» Your goal: Can you put every line of the items below into a Markdown table with the columns "Row" and "Line", numbering the rows and skipping blank lines?
§
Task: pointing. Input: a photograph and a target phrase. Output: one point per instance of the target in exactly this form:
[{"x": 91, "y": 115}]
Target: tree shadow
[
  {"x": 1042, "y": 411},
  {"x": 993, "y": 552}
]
§
» Finished task:
| Row | Line |
|---|---|
| 1 | Task: pointing. Input: a photograph and a target phrase. Output: one point per instance of the target in exactly this form: |
| 2 | [{"x": 91, "y": 115}] |
| 3 | Target: tree shadow |
| 4 | [ |
| 5 |   {"x": 1042, "y": 411}, |
| 6 |   {"x": 993, "y": 552} |
| 7 | ] |